• **GIVEN PASSAGE**:
The ongoing nationwide lockdown has become a nightmare for all daily wage earners in India and the situation looks even more worrisome for thousands of transgender persons whose only source of income is from begging/dancing on the streets or engaging in prostitution/cross-dressing for ceremonies etc. The Hijra community in India is largely dependent on the streets for its livelihood and the nationwide lockdown has snatched everything away from the already vulnerable group. Lack of access to basic supplies like food and water, no source of income to sustain them through the lockdown and several bills and rents to pay, the transgender community is finding it very difficult to sustain itself.
The Indian Hijra community is known to be one that has embraced people with a wide variety of gender identities and sexual orientations, forming a culturally unique social group. The Hijra community broadly includes male to female transgender persons, people who are inter-sexed, crossdressers and transexuals and the group as a whole has been prey to marginalisation and discrimination.
Over generations, they have occupied a distinct cultural role and this primarily consists of ritual performances in families on occasions such as marriage and child birth. The Hijras perform a special dance and song and in turn ask for money. People willingly pay them on these special occasions because the society considers their blessings important and holy. These days, apart from their traditional roles transgender women or gay men also look at prostitution as an alternative source of earning. Another source of income that many transgender/gay men are looking at in rural India is what is called ‘Launda-Naach’ wherein they wear feminine attires and give performances with sexual innuendoes.

• **QUESTIONS TO ANSWER**:
(1) For each statement, indicate whether it agrees with the passage on the Hijra community, answering yes or no and quoting the deciding words of the passage: (a) The Hijra community in India depends largely on the streets for its livelihood. (b) People pay Hijras on special occasions because society considers their blessings important and holy. (c) 'Launda-Naach' is described as a source of income in urban India.
(2) Answer these questions from the passage on the Hijra community:
(a) Which basic supplies does the community lack access to during the lockdown?
(b) On which family occasions do the Hijras traditionally give ritual performances?
(c) Which groups does the Hijra community broadly include?
(3) Reproduce word for word the portion of the passage on the Hijra community starting at "Over generations, they" and ending at "with sexual innuendoes.".
The records are not needed for this work.

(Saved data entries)
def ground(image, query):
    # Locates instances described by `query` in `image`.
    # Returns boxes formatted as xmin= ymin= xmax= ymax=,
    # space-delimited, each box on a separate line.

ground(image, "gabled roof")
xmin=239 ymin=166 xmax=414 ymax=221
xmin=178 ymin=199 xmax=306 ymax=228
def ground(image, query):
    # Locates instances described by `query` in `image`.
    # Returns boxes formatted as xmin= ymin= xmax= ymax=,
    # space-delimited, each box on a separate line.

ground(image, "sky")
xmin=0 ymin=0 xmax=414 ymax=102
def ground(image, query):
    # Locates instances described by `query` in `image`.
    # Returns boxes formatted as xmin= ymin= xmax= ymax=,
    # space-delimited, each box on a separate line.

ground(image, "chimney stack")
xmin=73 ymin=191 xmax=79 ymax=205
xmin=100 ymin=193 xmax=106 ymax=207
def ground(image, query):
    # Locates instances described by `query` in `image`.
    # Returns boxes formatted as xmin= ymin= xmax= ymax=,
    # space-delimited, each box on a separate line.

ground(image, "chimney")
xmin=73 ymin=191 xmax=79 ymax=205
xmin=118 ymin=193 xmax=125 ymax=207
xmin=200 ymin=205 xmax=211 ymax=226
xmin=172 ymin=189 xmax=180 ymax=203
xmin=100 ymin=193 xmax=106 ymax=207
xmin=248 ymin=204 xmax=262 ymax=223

• **RESPONSES**:
(1)
(a) Yes: "The Hijra community in India is largely dependent on the streets for its livelihood"
(b) Yes: "People willingly pay them on these special occasions because the society considers their blessings important and holy."
(c) No: "Another source of income that many transgender/gay men are looking at in rural India is what is called ‘Launda-Naach’"

(2)
(a) Food and water.
(b) Marriage and child birth.
(c) Male to female transgender persons, people who are inter-sexed, crossdressers and transexuals.

(3)
Over generations, they have occupied a distinct cultural role and this primarily consists of ritual performances in families on occasions such as marriage and child birth. The Hijras perform a special dance and song and in turn ask for money. People willingly pay them on these special occasions because the society considers their blessings important and holy. These days, apart from their traditional roles transgender women or gay men also look at prostitution as an alternative source of earning. Another source of income that many transgender/gay men are looking at in rural India is what is called ‘Launda-Naach’ wherein they wear feminine attires and give performances with sexual innuendoes.